▶ [Work request]: Of all the entries below, only the lines from the one with "Circle any paving stone in the image." up to and including the one with "Circle any person" are to be duplicated exactly.

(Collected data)

********************

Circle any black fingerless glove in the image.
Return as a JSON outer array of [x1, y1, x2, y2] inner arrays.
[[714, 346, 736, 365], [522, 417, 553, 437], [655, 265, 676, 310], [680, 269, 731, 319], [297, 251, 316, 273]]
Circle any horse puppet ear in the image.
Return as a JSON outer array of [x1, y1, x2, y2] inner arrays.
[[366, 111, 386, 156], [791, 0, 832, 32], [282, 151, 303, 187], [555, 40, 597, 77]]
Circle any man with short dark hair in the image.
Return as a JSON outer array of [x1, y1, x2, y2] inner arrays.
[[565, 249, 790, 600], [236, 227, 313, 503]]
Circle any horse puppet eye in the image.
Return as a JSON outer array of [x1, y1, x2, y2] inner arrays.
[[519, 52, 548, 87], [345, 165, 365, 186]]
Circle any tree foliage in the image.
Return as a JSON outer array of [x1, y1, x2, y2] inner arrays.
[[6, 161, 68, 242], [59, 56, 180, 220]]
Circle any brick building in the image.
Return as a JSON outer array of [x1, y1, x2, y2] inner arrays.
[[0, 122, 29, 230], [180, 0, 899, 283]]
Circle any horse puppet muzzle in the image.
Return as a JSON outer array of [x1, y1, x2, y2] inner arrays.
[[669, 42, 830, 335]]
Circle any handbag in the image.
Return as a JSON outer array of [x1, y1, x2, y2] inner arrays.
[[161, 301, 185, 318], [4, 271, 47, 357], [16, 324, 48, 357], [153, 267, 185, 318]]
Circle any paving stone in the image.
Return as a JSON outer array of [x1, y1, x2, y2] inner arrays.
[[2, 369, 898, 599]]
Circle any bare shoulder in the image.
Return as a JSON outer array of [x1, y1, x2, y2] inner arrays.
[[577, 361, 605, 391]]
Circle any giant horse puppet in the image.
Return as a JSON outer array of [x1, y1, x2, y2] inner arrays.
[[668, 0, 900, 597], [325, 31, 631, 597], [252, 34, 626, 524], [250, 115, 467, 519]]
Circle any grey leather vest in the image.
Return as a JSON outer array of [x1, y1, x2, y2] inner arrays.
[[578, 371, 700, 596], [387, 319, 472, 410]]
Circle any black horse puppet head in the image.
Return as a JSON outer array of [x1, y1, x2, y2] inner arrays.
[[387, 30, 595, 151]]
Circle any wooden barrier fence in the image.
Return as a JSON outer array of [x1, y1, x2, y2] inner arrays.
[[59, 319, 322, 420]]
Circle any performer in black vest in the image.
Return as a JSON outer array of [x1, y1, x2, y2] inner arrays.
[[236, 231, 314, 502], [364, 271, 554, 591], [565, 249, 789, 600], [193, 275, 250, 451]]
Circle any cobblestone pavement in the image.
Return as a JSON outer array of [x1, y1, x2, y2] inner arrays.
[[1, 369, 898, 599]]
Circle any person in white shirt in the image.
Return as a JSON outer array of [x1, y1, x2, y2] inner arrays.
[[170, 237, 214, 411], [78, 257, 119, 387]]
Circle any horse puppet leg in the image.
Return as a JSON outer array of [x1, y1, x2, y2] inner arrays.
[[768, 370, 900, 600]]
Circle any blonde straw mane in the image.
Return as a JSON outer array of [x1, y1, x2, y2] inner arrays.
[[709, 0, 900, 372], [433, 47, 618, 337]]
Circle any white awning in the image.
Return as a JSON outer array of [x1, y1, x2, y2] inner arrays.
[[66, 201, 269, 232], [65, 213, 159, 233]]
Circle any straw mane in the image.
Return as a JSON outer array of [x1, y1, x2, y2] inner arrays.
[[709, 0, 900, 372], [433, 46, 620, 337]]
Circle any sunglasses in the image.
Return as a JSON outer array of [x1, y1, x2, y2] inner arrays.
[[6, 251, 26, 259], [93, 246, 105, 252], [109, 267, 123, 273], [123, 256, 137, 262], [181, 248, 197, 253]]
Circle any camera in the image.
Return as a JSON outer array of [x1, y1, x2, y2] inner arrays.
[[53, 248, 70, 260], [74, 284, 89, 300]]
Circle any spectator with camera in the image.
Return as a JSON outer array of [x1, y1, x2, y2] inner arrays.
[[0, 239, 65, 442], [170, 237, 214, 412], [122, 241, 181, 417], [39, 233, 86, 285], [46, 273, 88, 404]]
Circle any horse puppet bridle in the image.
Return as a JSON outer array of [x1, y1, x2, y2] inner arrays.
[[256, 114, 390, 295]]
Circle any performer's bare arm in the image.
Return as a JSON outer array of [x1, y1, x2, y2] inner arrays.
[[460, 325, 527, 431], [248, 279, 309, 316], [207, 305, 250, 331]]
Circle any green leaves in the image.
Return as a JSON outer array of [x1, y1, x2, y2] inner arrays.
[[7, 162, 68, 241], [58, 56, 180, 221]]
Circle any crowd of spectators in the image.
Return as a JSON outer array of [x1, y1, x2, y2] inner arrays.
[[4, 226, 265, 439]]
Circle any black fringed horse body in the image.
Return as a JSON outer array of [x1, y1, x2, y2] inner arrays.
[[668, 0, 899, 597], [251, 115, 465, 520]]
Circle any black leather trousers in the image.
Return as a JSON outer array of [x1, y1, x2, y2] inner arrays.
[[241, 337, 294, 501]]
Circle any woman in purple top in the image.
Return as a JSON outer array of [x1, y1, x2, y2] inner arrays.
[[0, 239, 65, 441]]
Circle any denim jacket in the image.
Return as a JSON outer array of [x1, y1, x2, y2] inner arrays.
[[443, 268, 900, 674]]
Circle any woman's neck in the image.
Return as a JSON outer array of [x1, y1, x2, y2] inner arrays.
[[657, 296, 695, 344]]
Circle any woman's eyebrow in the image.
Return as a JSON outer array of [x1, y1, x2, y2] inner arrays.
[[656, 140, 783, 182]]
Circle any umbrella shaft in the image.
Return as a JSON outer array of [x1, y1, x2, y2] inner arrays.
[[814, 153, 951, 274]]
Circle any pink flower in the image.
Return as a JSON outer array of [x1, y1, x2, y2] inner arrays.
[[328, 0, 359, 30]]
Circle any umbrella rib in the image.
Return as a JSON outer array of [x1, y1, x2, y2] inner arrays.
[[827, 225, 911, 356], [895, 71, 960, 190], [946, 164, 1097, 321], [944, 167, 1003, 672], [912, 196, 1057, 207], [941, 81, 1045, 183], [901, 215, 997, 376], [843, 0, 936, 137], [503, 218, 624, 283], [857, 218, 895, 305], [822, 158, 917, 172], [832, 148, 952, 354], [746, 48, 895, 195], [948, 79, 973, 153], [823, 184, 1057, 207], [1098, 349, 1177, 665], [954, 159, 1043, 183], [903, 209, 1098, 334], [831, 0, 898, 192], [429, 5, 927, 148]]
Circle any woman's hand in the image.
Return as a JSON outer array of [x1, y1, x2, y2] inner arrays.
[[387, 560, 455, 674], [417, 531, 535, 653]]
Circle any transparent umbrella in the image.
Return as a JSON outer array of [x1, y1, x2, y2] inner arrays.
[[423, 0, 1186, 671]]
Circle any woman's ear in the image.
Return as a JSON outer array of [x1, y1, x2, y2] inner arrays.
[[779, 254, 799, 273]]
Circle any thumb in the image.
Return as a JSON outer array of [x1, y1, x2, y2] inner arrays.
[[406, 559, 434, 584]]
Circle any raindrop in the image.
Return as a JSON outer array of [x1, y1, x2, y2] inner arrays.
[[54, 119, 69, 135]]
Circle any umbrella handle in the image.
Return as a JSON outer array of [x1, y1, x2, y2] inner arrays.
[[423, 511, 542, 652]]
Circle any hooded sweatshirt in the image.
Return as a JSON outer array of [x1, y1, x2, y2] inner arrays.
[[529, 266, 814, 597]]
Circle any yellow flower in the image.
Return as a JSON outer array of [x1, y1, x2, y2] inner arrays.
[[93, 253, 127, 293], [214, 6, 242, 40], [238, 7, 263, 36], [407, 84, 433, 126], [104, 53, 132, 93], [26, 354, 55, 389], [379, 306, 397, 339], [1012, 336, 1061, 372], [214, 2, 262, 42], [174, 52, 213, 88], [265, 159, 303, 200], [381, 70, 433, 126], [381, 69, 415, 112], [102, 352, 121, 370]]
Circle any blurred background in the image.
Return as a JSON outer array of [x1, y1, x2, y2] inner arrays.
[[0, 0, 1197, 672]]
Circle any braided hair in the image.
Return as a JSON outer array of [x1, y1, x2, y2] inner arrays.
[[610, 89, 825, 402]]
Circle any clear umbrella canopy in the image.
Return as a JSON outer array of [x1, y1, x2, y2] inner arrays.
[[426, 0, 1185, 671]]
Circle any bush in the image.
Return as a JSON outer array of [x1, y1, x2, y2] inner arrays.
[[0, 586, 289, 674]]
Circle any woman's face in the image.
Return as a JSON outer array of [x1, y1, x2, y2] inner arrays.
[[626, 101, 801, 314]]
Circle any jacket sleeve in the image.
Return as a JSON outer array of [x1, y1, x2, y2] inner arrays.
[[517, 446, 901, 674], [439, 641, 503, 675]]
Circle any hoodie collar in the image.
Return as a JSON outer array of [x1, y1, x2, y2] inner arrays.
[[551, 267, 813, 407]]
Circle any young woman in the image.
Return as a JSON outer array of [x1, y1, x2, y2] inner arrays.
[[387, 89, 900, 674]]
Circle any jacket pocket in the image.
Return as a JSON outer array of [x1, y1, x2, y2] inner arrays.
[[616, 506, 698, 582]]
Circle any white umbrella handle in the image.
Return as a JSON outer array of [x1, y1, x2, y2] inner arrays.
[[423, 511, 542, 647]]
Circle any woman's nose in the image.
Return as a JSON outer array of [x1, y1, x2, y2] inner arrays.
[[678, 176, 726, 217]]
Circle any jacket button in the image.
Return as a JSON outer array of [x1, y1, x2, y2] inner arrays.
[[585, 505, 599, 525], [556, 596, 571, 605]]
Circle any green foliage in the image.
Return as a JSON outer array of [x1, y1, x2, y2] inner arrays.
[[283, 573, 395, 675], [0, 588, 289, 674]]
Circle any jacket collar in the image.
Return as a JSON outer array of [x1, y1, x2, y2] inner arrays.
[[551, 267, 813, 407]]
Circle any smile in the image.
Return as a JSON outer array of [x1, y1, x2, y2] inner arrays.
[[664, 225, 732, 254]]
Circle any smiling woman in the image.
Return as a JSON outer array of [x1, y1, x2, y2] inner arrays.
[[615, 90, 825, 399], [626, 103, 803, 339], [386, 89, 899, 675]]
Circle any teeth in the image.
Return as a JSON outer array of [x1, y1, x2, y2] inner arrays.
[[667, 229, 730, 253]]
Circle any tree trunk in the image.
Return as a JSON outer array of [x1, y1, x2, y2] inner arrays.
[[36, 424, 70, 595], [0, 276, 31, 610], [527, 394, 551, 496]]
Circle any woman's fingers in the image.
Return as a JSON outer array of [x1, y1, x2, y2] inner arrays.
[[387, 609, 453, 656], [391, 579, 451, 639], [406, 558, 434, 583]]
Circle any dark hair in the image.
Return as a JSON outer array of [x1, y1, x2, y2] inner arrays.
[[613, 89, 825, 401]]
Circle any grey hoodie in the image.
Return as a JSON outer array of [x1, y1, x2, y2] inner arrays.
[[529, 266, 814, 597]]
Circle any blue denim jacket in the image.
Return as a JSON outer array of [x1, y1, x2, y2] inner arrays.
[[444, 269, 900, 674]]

********************

▶ [Finished task]:
Circle any paving stone in the image.
Return as a JSON outer array of [x1, y1, x2, y2] inner arrays.
[[2, 369, 898, 599]]
Circle any bare shoulder in the image.
Return as a JSON outer array of [x1, y1, x2, y2] inner arrays.
[[577, 361, 605, 391]]
Circle any giant horse puppet in the image.
Return as a JSON outer array of [x1, y1, x2, y2] inner arrays.
[[668, 0, 900, 597], [325, 31, 631, 597], [252, 34, 626, 524], [250, 115, 467, 519]]
Circle any grey leather vest in the image.
Return as a JSON outer array of [x1, y1, x2, y2] inner arrays.
[[578, 371, 700, 596], [387, 319, 472, 410]]
Circle any black horse puppet head in the image.
Return as a JSON outer array of [x1, y1, x2, y2] inner arrays.
[[387, 30, 595, 151]]
Circle any wooden barrier fence in the image.
Return as a JSON outer array of [x1, y1, x2, y2] inner arrays.
[[59, 319, 322, 420]]
Circle any performer in black vest in the image.
Return as a JSON outer array of [x1, y1, x2, y2] inner arrays.
[[236, 231, 314, 502], [364, 271, 554, 591], [565, 249, 789, 600], [193, 275, 250, 451]]
Circle any cobblestone pavement in the image.
Return as a JSON outer array of [x1, y1, x2, y2] inner arrays.
[[1, 369, 898, 599]]
Circle any person in white shirt in the image.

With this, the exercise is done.